▸ **What is required**:
Set down exactly the lines below, from the one containing "Point to each instance of the duty" through the final line, and include no others.

Photo-based referring expression data
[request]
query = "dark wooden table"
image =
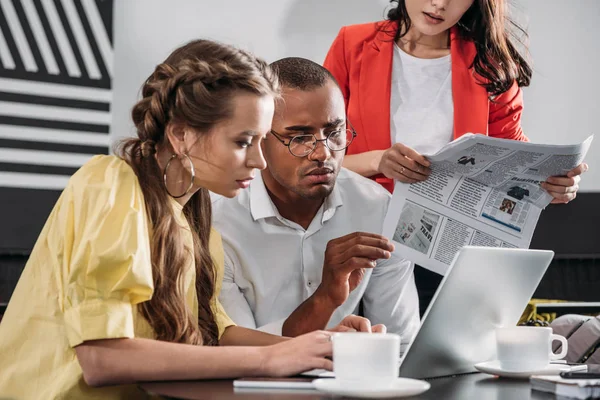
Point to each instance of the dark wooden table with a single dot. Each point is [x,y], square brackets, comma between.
[471,386]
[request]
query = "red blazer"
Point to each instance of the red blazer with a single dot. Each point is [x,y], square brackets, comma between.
[360,59]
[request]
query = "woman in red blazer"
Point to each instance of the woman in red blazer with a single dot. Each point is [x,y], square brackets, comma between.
[484,95]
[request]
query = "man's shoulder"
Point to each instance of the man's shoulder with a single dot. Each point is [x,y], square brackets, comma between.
[358,188]
[223,206]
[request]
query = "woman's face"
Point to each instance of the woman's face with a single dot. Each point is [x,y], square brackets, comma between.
[432,17]
[225,158]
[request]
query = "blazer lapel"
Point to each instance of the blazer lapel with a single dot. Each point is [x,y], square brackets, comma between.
[374,86]
[471,104]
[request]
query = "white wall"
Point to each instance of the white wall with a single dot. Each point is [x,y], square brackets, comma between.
[561,105]
[146,32]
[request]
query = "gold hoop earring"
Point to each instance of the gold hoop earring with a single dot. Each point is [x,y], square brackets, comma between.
[193,172]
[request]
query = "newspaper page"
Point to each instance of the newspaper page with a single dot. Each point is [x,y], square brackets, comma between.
[482,191]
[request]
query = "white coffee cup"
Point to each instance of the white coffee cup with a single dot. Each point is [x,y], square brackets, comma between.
[366,356]
[527,348]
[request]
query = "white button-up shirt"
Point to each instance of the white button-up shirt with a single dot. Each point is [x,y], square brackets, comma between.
[272,265]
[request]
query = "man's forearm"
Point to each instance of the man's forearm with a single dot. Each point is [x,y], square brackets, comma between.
[312,315]
[239,336]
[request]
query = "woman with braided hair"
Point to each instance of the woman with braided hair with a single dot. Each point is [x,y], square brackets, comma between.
[122,284]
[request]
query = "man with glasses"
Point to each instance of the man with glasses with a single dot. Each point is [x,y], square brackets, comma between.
[302,249]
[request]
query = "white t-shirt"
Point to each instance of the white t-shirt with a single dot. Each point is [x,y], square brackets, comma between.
[422,110]
[272,265]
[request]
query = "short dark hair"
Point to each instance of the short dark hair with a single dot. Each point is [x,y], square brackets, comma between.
[301,73]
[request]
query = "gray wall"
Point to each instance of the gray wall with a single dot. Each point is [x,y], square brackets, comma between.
[561,104]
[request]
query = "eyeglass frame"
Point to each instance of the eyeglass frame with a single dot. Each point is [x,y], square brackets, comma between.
[281,139]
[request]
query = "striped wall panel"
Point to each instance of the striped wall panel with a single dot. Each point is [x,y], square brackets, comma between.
[56,68]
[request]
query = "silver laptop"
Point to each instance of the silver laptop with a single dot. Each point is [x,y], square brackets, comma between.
[484,288]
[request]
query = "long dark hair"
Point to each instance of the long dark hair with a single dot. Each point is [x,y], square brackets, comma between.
[194,86]
[485,23]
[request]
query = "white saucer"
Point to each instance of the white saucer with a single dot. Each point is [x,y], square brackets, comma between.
[493,368]
[399,387]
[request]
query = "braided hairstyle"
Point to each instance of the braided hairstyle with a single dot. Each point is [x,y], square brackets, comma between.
[195,87]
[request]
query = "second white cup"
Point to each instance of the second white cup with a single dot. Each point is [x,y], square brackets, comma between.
[527,348]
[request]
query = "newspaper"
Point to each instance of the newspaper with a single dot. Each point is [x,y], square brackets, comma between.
[482,191]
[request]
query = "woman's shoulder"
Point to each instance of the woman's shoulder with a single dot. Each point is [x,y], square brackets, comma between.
[364,31]
[105,177]
[103,169]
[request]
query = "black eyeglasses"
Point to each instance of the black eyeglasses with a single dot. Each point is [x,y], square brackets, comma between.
[303,145]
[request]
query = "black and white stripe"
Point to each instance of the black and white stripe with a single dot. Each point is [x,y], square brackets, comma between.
[56,65]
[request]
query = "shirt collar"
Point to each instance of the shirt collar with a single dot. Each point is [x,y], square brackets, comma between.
[261,205]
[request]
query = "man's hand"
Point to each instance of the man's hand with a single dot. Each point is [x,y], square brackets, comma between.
[346,259]
[354,323]
[564,189]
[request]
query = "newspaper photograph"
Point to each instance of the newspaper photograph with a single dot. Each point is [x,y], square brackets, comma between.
[482,191]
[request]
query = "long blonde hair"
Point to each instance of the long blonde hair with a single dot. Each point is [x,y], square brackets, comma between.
[194,86]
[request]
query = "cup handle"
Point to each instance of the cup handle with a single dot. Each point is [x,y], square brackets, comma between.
[563,349]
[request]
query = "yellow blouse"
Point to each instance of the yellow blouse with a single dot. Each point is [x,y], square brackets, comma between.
[88,270]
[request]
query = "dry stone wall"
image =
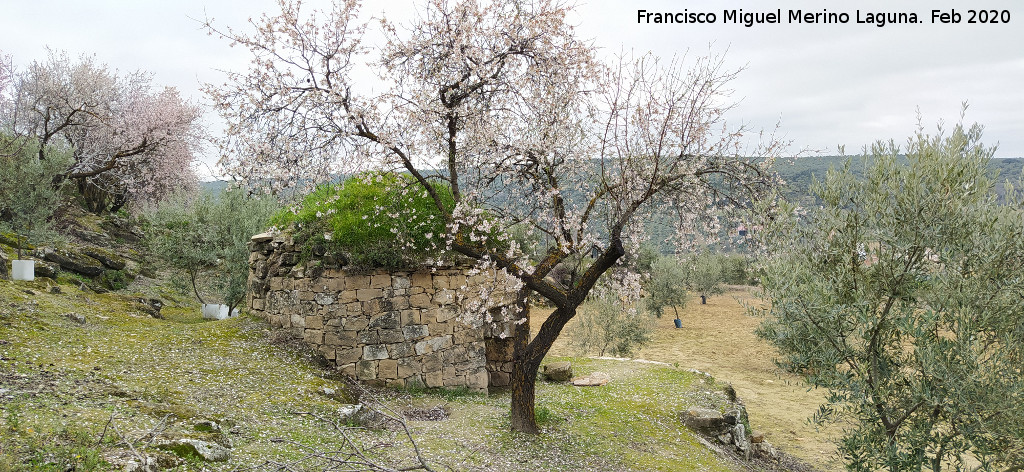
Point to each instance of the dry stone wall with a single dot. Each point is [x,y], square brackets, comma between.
[400,329]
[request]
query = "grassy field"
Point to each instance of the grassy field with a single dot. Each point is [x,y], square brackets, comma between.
[78,396]
[718,338]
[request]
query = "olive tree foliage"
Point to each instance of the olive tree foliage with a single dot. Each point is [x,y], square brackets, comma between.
[504,104]
[205,236]
[28,200]
[667,287]
[901,296]
[705,274]
[130,141]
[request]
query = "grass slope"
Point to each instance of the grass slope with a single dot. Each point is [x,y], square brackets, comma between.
[77,396]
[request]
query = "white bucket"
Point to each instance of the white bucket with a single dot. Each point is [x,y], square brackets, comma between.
[217,311]
[23,269]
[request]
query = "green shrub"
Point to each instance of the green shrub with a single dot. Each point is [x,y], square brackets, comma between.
[373,220]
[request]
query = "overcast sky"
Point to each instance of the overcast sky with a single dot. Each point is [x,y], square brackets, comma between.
[826,84]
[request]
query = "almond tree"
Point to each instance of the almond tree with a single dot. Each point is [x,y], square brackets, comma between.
[502,102]
[130,141]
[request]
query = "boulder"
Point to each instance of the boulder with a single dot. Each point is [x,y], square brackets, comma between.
[75,262]
[596,379]
[707,421]
[558,372]
[107,258]
[186,447]
[151,306]
[45,269]
[364,416]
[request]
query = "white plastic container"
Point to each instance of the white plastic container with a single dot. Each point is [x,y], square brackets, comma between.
[217,311]
[23,269]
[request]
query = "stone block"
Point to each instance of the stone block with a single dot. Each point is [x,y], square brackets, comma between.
[431,362]
[443,297]
[340,338]
[391,336]
[400,282]
[368,294]
[499,379]
[399,350]
[386,320]
[420,300]
[348,296]
[444,313]
[410,317]
[387,370]
[400,303]
[356,282]
[415,382]
[324,299]
[366,370]
[314,322]
[396,383]
[433,379]
[354,323]
[477,380]
[369,337]
[468,336]
[312,336]
[413,332]
[421,280]
[380,281]
[347,369]
[348,354]
[327,352]
[375,352]
[408,367]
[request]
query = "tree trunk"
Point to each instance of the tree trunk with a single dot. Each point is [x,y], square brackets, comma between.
[523,385]
[523,374]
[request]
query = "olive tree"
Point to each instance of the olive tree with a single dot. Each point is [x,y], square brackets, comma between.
[502,103]
[667,287]
[705,274]
[204,234]
[901,296]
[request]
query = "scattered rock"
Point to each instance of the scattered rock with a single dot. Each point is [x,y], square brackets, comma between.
[262,238]
[596,379]
[558,372]
[186,447]
[764,449]
[207,426]
[4,266]
[438,413]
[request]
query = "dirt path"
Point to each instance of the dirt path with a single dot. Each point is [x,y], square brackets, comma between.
[718,338]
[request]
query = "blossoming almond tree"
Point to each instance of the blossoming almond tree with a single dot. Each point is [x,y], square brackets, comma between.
[130,141]
[503,103]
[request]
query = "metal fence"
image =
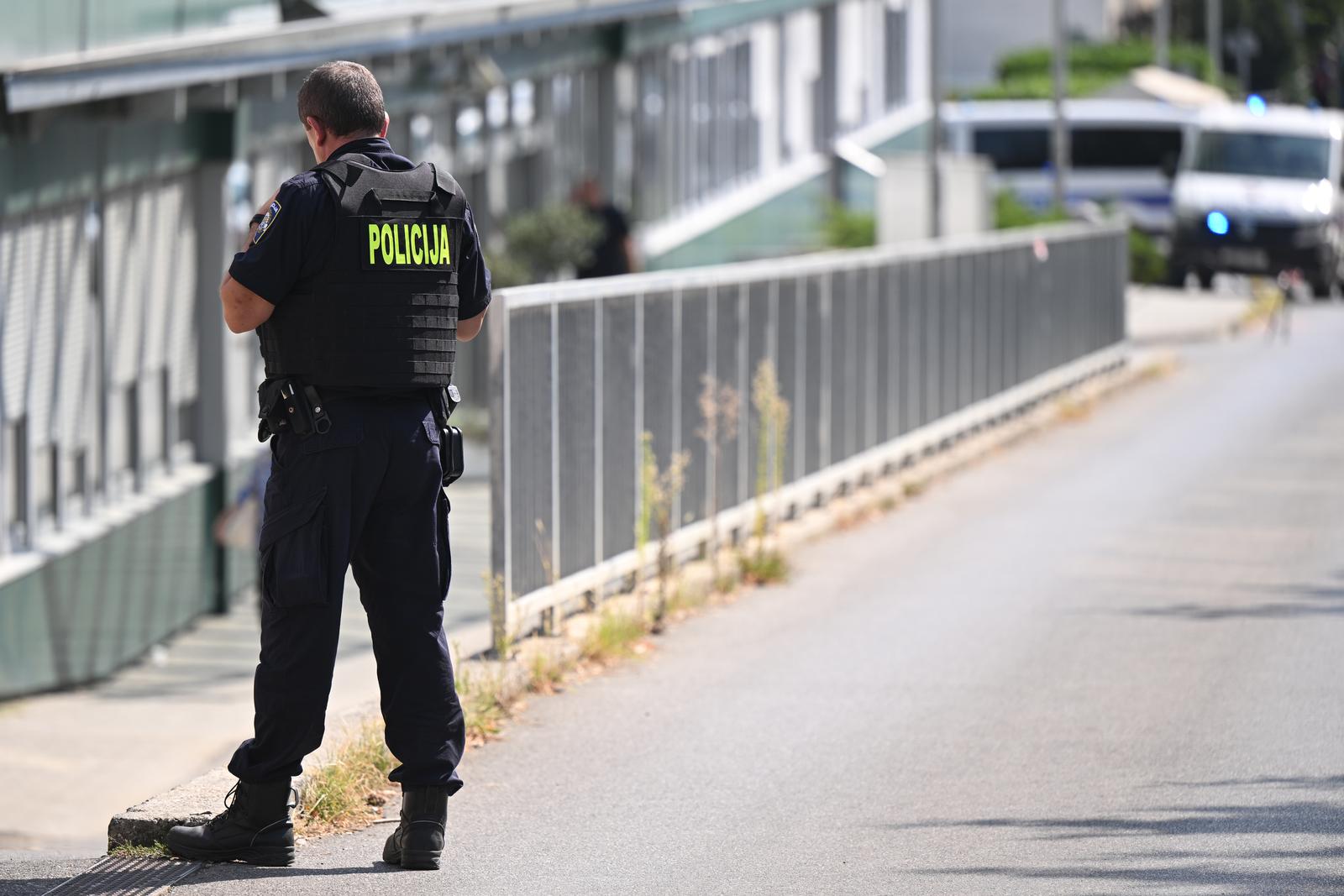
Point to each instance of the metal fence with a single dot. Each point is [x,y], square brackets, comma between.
[869,347]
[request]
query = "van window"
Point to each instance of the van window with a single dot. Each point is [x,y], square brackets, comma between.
[1113,147]
[1126,147]
[1263,155]
[1014,148]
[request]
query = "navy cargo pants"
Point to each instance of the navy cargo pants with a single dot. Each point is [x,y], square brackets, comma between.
[369,495]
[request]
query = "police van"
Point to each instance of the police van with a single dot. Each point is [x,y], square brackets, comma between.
[1120,150]
[1258,192]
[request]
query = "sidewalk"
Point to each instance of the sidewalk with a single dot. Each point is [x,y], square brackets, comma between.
[71,761]
[1160,315]
[183,711]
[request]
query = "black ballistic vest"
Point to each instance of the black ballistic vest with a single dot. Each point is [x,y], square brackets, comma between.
[383,312]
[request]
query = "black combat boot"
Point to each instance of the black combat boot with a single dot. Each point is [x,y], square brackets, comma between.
[255,828]
[418,840]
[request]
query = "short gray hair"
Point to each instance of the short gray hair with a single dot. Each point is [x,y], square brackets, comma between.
[343,96]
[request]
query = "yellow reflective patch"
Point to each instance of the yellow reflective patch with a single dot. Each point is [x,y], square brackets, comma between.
[407,246]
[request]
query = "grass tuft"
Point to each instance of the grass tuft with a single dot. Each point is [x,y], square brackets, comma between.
[139,851]
[546,673]
[484,705]
[349,790]
[764,567]
[613,637]
[1074,409]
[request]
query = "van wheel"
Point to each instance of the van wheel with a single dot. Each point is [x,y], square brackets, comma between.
[1323,286]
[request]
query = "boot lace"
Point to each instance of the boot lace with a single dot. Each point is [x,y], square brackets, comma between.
[230,802]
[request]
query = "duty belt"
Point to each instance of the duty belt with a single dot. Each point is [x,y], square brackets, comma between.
[288,406]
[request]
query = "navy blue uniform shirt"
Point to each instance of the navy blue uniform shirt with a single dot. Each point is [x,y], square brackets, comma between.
[296,241]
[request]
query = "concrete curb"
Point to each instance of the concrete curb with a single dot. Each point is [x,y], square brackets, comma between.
[198,801]
[192,804]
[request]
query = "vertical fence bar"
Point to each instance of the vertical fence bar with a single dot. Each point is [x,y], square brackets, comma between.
[501,575]
[800,333]
[676,398]
[555,453]
[598,441]
[638,409]
[743,359]
[874,300]
[827,407]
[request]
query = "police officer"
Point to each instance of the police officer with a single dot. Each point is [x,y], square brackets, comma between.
[360,275]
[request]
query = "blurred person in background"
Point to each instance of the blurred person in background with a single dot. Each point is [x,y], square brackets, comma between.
[615,250]
[360,277]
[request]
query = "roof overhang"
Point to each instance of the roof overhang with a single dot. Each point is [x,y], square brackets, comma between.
[228,54]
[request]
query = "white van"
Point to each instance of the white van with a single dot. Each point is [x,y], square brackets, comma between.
[1258,192]
[1121,149]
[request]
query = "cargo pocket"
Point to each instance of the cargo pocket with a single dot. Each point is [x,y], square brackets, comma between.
[295,553]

▸ **Answer space**:
Point to each instance of the duty belt with a single dot. Each point is [x,y], square brackets, comma between.
[288,406]
[request]
query = "navy blue uniform shirt"
Point to each instance of the navy blue uniform shirt with a single dot. Each point is [x,y], square brackets, comma between.
[296,241]
[request]
query = "concrete curb"
Point to each instance of the concrete curb with a single dot. Each point is [x,y], square brackets, comma between.
[198,801]
[192,804]
[request]
query = "vertical fence bar"
Point to each instance of the vertical fence bar with a single dot. Each point is [x,y], square brackets, comma between.
[501,575]
[800,333]
[676,398]
[555,453]
[598,441]
[638,409]
[743,359]
[874,300]
[827,407]
[request]
query = "police officer"
Point to each instance of the police officer with a single dot. Each point is [x,y], square brackets, comma between.
[360,275]
[request]
query = "blurred person in background"
Point to each instance of the blurred person in background with a single dot. Each point is [x,y], square brackets, comma between.
[615,250]
[360,277]
[request]
query = "roof overhang"
Point to each instance of the roof overhang with a single dot. Each point is [x,y], square brackets, comma between.
[228,54]
[request]
query = "white van"
Point to each instance of the white van with a single dot. Each point is [x,y], square brackets, comma between.
[1258,192]
[1121,149]
[request]
query = "cargo pocket"
Point to each instance of the cargo pocket with a single dot. Each point is [x,y], square brackets, comma between.
[295,553]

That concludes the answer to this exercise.